* start Information shown *
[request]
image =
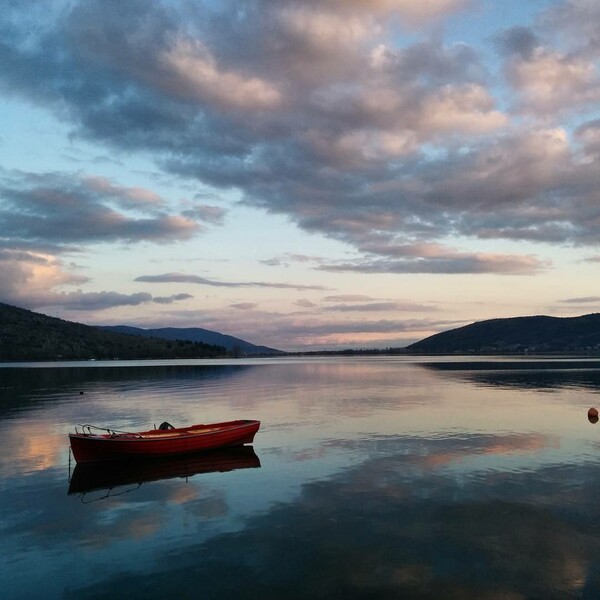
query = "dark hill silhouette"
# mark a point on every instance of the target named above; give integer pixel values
(27, 335)
(197, 334)
(517, 334)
* end Information shown *
## Short exercise
Output the entries above word for word, leaving out the pictures.

## Solution for this problem
[request]
image =
query = "dark hill silhouette"
# mark a point on every instance of the target named above; give integer pixel values
(27, 335)
(197, 334)
(517, 334)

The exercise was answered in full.